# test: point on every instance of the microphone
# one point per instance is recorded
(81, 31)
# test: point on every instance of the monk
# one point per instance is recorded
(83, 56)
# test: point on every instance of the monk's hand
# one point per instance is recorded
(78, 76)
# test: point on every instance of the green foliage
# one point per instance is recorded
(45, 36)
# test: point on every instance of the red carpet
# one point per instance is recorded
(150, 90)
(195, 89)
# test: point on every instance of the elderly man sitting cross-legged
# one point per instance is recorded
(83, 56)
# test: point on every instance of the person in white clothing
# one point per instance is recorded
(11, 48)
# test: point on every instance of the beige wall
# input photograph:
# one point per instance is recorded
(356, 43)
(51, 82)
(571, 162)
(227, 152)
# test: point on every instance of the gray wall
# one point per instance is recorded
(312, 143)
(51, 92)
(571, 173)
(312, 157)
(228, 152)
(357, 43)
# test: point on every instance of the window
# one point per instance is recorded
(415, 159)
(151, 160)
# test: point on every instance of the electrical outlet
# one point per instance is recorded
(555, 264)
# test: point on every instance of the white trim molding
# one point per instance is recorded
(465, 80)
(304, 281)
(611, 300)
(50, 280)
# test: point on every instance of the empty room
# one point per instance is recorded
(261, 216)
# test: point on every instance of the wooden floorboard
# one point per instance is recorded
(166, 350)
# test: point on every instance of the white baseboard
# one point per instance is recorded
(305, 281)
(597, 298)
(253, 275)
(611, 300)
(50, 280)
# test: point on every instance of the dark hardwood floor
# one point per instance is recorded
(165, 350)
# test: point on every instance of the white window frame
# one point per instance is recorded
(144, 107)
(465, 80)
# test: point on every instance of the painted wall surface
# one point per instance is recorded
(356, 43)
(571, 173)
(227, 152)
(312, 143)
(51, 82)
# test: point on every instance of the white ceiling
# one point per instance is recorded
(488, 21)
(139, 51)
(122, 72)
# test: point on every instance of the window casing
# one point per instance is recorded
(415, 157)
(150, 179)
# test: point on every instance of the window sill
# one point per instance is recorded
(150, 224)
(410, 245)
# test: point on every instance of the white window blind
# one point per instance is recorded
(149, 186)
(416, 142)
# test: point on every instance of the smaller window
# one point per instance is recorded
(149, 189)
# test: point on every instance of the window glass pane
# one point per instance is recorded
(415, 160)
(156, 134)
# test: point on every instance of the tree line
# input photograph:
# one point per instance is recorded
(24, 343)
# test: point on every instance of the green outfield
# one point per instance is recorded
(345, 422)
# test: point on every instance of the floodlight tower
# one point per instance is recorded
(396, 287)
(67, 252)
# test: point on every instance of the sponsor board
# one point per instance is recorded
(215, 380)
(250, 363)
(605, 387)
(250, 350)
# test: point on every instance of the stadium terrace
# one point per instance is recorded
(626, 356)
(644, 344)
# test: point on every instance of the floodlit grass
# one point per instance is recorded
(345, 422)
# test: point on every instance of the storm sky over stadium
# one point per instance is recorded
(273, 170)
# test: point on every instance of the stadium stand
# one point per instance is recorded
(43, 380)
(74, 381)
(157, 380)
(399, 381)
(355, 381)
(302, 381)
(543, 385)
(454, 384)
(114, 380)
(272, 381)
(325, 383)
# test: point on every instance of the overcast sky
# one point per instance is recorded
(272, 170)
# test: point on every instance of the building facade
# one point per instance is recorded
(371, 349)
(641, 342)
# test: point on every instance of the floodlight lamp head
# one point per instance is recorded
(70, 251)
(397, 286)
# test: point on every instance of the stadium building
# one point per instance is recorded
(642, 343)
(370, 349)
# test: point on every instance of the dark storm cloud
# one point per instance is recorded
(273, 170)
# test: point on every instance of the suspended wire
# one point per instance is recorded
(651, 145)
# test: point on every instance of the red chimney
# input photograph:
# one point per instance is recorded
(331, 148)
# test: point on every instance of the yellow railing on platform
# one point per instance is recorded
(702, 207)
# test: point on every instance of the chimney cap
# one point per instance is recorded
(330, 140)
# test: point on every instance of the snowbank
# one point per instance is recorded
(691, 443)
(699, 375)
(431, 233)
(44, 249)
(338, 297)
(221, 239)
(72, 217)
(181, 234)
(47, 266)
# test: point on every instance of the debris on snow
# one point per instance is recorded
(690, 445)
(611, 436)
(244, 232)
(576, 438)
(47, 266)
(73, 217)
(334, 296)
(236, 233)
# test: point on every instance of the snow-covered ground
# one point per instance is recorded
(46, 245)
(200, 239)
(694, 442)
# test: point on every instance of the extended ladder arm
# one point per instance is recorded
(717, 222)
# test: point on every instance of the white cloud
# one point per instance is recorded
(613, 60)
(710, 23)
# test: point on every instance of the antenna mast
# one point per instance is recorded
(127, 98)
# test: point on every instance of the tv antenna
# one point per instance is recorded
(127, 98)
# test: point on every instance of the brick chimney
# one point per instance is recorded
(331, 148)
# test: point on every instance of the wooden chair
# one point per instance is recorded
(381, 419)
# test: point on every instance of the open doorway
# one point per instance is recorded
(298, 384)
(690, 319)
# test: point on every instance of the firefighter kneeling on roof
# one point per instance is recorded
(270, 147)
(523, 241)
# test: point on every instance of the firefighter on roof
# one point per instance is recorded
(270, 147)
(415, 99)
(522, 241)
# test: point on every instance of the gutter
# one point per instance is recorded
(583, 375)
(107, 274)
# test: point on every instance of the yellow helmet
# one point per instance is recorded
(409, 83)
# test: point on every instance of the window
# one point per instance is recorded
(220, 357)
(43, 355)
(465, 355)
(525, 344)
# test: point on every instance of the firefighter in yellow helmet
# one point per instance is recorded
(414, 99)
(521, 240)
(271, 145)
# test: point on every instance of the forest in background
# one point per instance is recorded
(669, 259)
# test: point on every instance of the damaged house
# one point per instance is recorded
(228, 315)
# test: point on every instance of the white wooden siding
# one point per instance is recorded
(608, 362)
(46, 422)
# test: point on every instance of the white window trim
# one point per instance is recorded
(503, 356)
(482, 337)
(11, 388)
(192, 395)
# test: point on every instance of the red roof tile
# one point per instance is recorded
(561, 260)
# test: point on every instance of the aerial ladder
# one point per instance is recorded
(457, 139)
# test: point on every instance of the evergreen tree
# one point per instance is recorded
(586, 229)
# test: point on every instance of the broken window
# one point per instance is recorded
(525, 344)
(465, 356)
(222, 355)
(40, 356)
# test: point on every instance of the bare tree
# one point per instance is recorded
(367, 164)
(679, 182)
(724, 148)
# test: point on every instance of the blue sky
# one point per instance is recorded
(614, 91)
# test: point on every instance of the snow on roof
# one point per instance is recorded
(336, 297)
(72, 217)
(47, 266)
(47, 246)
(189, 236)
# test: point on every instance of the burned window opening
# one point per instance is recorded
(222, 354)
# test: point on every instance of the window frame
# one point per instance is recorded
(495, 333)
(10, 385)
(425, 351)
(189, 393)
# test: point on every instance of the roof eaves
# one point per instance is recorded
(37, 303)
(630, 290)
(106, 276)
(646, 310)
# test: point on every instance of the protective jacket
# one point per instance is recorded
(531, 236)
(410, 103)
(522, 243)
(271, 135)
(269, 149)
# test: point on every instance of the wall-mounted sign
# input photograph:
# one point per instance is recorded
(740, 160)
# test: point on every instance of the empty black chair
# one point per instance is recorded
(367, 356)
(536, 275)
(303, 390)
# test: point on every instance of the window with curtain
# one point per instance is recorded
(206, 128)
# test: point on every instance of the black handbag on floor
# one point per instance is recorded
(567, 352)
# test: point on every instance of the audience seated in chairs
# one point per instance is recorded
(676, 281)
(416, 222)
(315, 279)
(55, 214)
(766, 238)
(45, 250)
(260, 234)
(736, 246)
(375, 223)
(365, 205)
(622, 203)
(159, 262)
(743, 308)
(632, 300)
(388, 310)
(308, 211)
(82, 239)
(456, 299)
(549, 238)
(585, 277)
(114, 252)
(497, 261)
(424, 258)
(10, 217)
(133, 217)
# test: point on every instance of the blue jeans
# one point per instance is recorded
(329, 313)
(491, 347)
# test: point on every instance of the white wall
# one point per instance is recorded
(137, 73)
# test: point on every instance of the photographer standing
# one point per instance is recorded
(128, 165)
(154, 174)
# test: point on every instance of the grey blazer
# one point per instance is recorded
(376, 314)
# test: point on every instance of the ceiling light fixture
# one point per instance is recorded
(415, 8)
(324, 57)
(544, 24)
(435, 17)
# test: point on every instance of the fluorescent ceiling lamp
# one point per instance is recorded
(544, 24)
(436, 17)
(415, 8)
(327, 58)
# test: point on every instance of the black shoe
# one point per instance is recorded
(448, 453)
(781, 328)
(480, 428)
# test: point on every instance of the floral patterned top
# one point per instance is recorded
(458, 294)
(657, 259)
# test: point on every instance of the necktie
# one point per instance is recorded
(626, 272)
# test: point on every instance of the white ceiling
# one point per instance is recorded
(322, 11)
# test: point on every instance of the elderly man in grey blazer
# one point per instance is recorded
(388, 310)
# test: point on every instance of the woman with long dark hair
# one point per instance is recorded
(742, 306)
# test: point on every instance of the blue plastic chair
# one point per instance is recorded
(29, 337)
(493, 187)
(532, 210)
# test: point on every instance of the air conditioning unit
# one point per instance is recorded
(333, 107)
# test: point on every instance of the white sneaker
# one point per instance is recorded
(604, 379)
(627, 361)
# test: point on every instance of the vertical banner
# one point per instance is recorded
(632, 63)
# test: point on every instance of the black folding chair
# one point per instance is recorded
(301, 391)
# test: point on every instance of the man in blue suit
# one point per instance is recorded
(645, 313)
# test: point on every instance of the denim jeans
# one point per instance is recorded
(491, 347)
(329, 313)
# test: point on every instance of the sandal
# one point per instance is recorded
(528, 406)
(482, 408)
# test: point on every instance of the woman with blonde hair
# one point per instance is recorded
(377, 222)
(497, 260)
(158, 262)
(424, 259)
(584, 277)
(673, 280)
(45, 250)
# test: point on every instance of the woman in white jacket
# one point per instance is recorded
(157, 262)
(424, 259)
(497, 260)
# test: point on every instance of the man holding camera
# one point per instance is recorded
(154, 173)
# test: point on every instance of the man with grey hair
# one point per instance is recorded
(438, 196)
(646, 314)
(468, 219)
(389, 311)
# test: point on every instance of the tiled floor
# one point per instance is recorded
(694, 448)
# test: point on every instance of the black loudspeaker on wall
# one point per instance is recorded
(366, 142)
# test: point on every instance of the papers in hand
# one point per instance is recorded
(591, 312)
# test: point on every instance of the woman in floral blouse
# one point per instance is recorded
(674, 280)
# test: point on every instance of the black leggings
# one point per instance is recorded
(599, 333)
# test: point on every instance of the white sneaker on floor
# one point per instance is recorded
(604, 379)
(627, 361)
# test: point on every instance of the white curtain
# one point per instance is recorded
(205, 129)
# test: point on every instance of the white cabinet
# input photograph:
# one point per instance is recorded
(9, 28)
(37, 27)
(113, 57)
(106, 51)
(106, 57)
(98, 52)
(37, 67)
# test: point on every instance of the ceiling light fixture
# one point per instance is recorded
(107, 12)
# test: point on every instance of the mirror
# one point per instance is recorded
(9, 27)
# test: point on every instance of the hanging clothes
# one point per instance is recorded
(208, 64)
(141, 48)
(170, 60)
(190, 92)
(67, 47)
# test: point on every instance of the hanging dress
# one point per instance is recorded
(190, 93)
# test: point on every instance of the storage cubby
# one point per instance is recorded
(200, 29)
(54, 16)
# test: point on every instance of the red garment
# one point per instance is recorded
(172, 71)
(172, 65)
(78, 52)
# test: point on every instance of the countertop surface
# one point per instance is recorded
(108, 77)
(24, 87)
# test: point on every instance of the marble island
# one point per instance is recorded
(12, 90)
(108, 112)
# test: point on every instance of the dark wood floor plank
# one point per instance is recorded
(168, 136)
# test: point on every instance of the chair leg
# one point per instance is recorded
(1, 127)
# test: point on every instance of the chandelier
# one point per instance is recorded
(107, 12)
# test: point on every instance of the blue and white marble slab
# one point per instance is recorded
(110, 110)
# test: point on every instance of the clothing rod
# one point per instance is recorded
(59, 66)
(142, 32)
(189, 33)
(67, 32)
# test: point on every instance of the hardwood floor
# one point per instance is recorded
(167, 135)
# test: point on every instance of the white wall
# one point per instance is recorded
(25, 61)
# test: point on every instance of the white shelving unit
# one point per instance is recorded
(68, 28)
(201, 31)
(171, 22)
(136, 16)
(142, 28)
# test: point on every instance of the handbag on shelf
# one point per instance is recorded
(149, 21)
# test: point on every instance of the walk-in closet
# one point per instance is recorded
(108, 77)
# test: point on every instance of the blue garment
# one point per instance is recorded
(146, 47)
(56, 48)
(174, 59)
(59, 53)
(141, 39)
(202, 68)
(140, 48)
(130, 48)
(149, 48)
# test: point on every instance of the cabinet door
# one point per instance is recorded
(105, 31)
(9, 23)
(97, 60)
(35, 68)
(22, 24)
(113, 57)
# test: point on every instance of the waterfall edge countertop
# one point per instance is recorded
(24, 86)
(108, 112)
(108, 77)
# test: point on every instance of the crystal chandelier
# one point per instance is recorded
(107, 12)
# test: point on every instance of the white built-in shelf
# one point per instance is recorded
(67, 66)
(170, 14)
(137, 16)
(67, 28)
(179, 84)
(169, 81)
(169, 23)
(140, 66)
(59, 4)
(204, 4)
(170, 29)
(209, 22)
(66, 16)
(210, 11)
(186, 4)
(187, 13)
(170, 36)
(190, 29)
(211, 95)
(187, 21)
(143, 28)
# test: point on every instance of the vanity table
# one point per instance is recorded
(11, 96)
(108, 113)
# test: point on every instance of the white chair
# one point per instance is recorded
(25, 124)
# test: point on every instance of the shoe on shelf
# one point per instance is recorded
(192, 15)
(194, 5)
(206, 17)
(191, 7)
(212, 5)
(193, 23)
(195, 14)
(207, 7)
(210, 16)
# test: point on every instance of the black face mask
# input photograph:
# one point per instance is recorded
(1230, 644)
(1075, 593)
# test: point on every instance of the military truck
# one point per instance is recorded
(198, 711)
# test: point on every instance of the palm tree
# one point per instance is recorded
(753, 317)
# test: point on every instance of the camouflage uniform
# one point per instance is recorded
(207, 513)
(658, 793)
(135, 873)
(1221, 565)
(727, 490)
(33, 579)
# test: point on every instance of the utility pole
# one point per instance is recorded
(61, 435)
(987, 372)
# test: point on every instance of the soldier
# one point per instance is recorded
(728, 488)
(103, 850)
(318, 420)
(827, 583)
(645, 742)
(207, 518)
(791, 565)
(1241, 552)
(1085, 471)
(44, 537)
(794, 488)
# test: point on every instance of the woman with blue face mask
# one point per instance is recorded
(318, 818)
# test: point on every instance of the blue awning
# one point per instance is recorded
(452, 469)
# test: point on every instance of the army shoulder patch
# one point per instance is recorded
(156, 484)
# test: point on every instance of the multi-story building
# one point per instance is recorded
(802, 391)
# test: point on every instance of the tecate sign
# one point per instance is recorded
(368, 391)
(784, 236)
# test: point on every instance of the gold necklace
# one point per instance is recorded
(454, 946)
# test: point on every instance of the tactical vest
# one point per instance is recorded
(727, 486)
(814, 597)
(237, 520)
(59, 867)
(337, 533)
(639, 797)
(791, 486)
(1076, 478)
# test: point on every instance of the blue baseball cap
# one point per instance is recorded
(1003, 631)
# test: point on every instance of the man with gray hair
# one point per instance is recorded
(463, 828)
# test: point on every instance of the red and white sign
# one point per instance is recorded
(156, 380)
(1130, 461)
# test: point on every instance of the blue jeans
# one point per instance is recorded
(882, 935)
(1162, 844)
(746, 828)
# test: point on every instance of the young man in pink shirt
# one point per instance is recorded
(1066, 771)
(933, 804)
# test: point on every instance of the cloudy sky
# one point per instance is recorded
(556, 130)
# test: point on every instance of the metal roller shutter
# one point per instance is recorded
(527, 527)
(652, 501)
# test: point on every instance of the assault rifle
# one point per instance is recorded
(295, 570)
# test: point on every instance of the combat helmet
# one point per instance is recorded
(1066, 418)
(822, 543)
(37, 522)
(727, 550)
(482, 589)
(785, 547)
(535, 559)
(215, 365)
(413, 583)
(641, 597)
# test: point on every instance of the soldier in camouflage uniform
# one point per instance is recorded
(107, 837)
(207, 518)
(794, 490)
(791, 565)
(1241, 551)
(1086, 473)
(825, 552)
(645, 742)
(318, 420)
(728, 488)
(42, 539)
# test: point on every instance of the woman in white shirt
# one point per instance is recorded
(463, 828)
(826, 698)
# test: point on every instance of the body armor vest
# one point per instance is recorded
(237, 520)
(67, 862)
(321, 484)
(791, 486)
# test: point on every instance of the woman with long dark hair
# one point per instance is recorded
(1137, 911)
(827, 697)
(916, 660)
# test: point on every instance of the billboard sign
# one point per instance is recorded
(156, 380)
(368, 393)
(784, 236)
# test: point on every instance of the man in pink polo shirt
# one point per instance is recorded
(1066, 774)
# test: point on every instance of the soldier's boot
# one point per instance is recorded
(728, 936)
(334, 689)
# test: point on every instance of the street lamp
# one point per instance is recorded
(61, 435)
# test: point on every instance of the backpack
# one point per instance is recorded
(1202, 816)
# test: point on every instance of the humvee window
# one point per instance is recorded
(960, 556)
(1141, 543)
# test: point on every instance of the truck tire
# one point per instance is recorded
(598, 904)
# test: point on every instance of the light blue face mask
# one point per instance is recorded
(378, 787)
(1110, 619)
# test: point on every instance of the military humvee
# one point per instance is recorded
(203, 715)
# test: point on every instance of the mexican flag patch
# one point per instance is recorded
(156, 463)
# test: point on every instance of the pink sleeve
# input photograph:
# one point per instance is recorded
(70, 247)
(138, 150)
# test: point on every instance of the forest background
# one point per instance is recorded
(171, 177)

+--

Exactly reproduce the lines from the one containing "# test: point on every instance of the combat" through the end of the records, and only those lines.

# test: point on every instance of the combat helmet
# one point per instance is recorded
(1066, 418)
(822, 543)
(37, 522)
(727, 550)
(482, 589)
(785, 547)
(535, 559)
(215, 365)
(413, 583)
(641, 597)
# test: point on every instance of the soldier in camouflage uniform
# one point per instance is recorded
(107, 837)
(207, 518)
(794, 490)
(791, 565)
(1241, 551)
(1086, 473)
(825, 552)
(645, 742)
(318, 420)
(728, 488)
(42, 539)
# test: point on every instance of the woman in white shirt
# one point per instance is recorded
(463, 828)
(826, 698)
# test: point on every instance of the body armor vest
# one point per instance is recorded
(237, 520)
(67, 862)
(321, 484)
(791, 486)
# test: point on every instance of the woman with long dark hair
# one point per instance is recorded
(1137, 911)
(827, 697)
(916, 660)
# test: point on every instance of the billboard sign
# one point per instance is recorded
(156, 380)
(368, 393)
(784, 236)
# test: point on every instance of the man in pink polo shirt
# one point per instance is recorded
(1066, 774)
# test: point on every instance of the soldier's boot
# one point per instance is recorded
(728, 936)
(334, 689)
# test: point on every instance of the street lamp
# one point per instance is recorded
(61, 435)
# test: point on every instance of the backpack
# one point per instance is recorded
(1202, 816)
# test: point on every instance of the humvee window
# one point per instance is recorded
(960, 556)
(1141, 543)
# test: point on every instance of the truck tire
# one point per instance is recorded
(598, 904)
# test: point on every instance of the light blue face mask
# one point per instance is recorded
(378, 787)
(1110, 619)
# test: point on every instance of the military humvee
# one point per instance is recorded
(203, 715)
# test: point on every instance of the mexican flag patch
# one point per instance is recorded
(156, 463)
# test: point on every instance of the pink sleeve
# input photograph:
# one point per instance is recorded
(70, 247)
(138, 150)
# test: point on every instance of the forest background
# one point per instance is recorded
(171, 177)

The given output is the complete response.